[Start of EXTRACT PROVIDED]

Detail of the student project

Topic:Using single view depth and normal prediction for fast camera pose estimation
Department: Skupina vizuálního rozpoznávání
Supervisor:Torsten Sattler
Announce as:Diplomová práce, Semestrální projekt
Description:Visual localization is the problem of estimating the position and
orientation from which an image was taken in a scene. Solving the
localization problem is essential for a wide range of applications,
including self-driving cars and other robots as well as Augmented /
Mixed / Virtual Reality systems.
A standard approach to approach the visual localization problem is to
represent the scene through a 3D model. Given a test image, 2D-3D
correspondences are then established between feature positions in the
image and 3D points in the model. These 2D-3D matches can then be used
for camera pose estimation, e.g., inside a RANSAC loop. In very large or
complex scenes, the largest fraction of 2D-3D matches is incorrect,
complicating the pose estimation process. While outlier filtering
techniques exist, they are either complicated to implement [Zeisl et
al., 2015] or have quadratic computational complexity [Camposeco et al.,
2017], making them unsuitable for practical applications.
Given knowledge about the distance between the camera and the 3D point
in a 2D-3D match, an estimate of the point’s surface normal in the local
coordinate system of the test image, one can compute the full camera
pose from a single 2D-3D match. Traditionally, such information has not
been available. Yet, recent advances in modern deep neural networks
allow the prediction of depth [Ranftl. et al., 2019] and surface normals
[Zhang et al., 2019] from a single image. However, such predictions are
typically noisy. Thus, the resulting camera pose estimate will not be
too accurate. The goal of this thesis is to explore using the predicted
poses as a rough estimate of the true camera pose in the form of an
outlier filter that detects incorrect matches. The remaining matches can
then be used by classical pose estimation approaches. The focus of the
thesis is on developing and implementing an efficient outlier filter.
Bibliography:[Zeisl et al., Camera Pose Voting for Large-Scale Image-Based
Localization, ICCV 2015]
[Camposeco et al., Toroidal Constraints for Two Point Localization Under
High Outlier Ratios, CVPR 2017]
[Ranftl et al., Towards Robust Monocular Depth Estimation: Mixing
Datasets for Zero-shot Cross-dataset Transfer, arXiv:1907.01341]
[Zhang et al., Pattern-Affinitive Propagation across Depth, Surface
Normal and Semantic Segmentation, CVPR 2019]
Responsible person: Petr Pošík

[End of EXTRACT PROVIDED]
[Start of DATA TO USE]

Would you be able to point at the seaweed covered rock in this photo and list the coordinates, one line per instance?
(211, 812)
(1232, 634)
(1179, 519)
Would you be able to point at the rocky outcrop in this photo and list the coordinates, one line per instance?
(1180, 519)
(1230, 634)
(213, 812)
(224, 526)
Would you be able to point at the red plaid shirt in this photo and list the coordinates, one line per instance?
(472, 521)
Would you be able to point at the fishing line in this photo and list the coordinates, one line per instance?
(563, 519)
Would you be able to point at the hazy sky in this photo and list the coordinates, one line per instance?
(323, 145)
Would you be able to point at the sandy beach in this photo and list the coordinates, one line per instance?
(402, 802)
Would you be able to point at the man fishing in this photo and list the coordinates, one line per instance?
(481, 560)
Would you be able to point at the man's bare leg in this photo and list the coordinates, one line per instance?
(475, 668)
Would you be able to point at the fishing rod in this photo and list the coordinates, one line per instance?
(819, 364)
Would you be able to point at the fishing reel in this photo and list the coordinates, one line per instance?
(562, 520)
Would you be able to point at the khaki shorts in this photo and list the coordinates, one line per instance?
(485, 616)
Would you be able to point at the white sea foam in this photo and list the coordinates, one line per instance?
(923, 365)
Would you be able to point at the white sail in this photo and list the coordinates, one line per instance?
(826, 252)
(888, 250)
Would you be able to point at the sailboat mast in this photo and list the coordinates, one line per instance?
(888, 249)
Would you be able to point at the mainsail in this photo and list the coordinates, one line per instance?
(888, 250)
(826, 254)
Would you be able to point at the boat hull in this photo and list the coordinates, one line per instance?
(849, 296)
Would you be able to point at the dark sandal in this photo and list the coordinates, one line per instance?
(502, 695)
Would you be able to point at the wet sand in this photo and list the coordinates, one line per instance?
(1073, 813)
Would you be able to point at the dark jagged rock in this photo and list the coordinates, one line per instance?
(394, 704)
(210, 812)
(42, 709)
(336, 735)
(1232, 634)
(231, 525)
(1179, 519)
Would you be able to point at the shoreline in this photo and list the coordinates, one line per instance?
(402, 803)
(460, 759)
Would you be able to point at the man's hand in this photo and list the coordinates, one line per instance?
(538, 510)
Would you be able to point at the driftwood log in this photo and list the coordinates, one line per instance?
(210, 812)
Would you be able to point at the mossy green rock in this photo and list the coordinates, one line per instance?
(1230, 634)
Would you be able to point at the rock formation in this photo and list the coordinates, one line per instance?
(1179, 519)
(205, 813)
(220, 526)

[End of DATA TO USE]

| PROBLEMS TO SOLVE |
A. According to the project description, what is the focus of the thesis?
B. Count the lines of the records that contain the string "white", treating case as significant, and reply with only the number.
The records are unrelated to the project description.

| THE ANSWERS |
A. The focus is on developing and implementing an efficient outlier filter.

B. 2